ACTIVITY 1
In the Tiny Deaths review, rewrite the part that opens with the words containing "Most of the stories" and closes with "of a television.)", putting "leather armchair" in place of "Chesterfield sofa".
ACTIVITY 2
According to the Tiny Deaths review, what are the major themes of the collection?

Tiny Deaths by Robert ShearmanMy rating: 4 of 5 stars
This is one of the best single-author story collections I've read in a long time. It's certainly one of the most consistently good - a lot of single-author collections have one or two really fantastic stories, some good ones, and one or two that seem like they're there to make up the word count. Every story in Tiny Deaths feels like it belongs there, and while I like some stories better than others, there are no real clunkers.
Most of the stories in Tiny Deaths are fantasy, generally the sort of fantasy that starts off in what is recognizably our world and then veers into strangeness, sometimes gradually and sometimes with a sharp turn into surrealism. As the title punningly suggests, death and love are major themes. There's a story about a man who goes to Hell only to discover that his roommate is Adolf Hitler's pet dog; there's a story in which a woman gives birth to a Chesterfield sofa. One story manages to weave a tale of an old man whose television is breaking down into an incredibly poignant tale about aging and losing one's connection to a world in which everything seems increasingly disposable. (Honestly, I am not normally the sort of person to be moved near to tears by the plight of a television.)
One of the things I love the most about Rob Shearman's writing is his ability to encapsulate opposite extremes of emotion in a single story. Most of these stories are simultaneously funny and sad, or horrible and sweet, or terribly mundane and yet spectacularly weird.
If you would like to read some quirky, funny, scary, sad, poignant fiction, pick up this book.

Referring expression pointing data
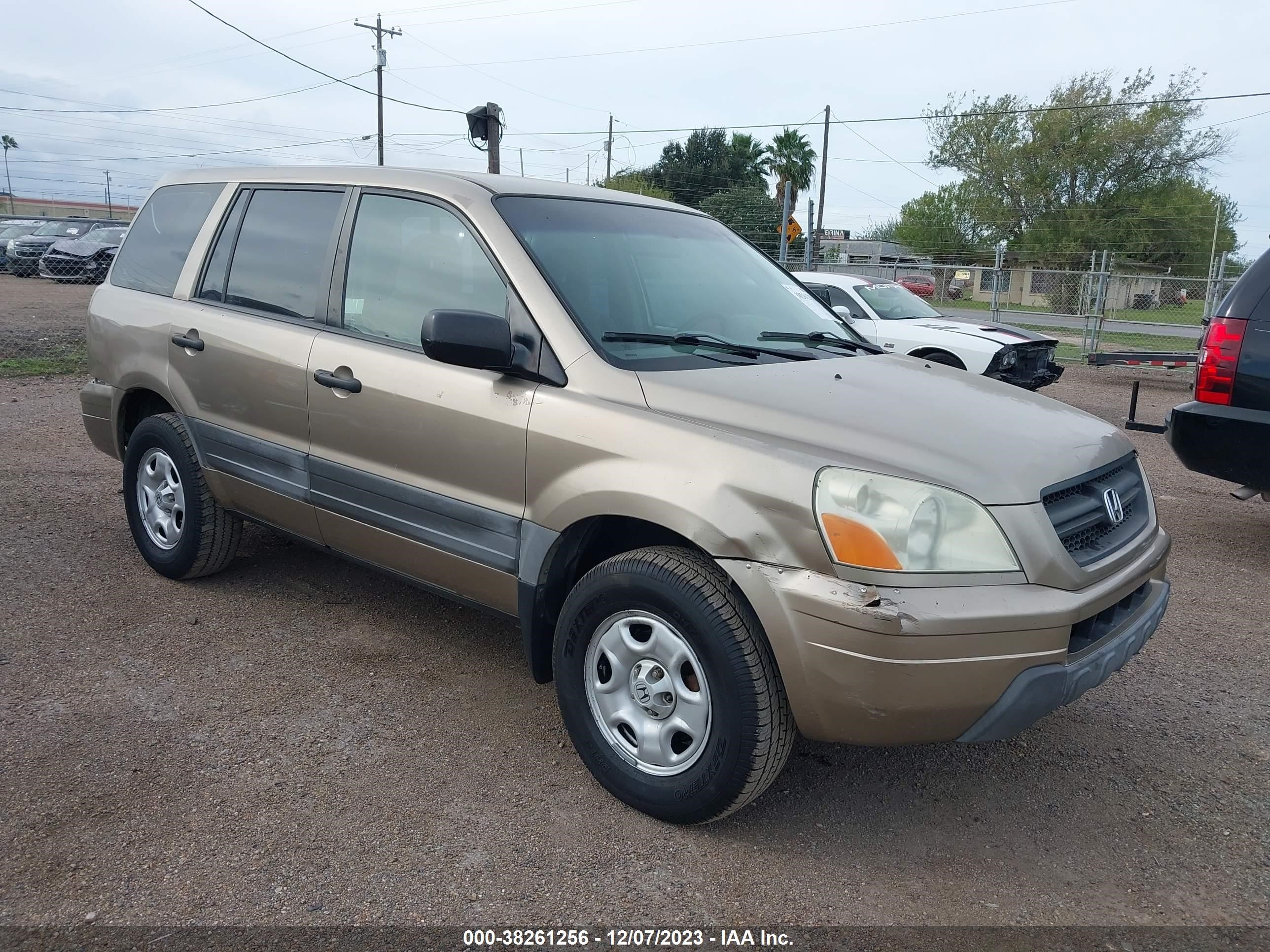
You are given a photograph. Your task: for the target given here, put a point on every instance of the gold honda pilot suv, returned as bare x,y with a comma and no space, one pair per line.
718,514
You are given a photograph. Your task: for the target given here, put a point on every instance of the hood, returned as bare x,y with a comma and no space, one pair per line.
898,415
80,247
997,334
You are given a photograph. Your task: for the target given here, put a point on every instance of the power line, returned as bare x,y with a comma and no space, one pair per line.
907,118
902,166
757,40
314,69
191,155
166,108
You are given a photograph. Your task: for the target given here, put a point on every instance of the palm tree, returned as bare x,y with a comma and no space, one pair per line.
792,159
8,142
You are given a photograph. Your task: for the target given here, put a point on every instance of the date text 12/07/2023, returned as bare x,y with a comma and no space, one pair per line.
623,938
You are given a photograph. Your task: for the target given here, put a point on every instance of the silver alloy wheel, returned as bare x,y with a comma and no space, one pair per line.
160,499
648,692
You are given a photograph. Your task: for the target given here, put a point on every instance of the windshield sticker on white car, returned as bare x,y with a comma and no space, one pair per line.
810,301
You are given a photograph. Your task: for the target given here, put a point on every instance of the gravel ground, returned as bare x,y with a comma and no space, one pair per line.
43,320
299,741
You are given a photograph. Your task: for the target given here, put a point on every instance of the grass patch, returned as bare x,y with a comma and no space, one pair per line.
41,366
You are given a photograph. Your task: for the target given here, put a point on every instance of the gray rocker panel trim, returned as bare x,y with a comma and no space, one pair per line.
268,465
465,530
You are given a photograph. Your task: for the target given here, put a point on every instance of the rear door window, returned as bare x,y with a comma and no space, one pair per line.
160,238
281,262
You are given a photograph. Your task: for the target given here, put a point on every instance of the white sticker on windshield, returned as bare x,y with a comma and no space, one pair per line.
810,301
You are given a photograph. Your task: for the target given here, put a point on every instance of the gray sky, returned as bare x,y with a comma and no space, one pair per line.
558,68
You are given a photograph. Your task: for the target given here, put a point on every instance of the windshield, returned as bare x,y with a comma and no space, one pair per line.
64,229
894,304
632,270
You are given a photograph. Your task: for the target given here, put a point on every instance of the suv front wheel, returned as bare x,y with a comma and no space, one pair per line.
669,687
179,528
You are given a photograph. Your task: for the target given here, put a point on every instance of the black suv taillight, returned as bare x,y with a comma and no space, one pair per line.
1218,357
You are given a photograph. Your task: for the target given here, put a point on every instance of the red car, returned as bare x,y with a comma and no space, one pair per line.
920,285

WRITTEN SOLUTION 1
Most of the stories in Tiny Deaths are fantasy, generally the sort of fantasy that starts off in what is recognizably our world and then veers into strangeness, sometimes gradually and sometimes with a sharp turn into surrealism. As the title punningly suggests, death and love are major themes. There's a story about a man who goes to Hell only to discover that his roommate is Adolf Hitler's pet dog; there's a story in which a woman gives birth to a leather armchair. One story manages to weave a tale of an old man whose television is breaking down into an incredibly poignant tale about aging and losing one's connection to a world in which everything seems increasingly disposable. (Honestly, I am not normally the sort of person to be moved near to tears by the plight of a television.)

WRITTEN SOLUTION 2
Death and love.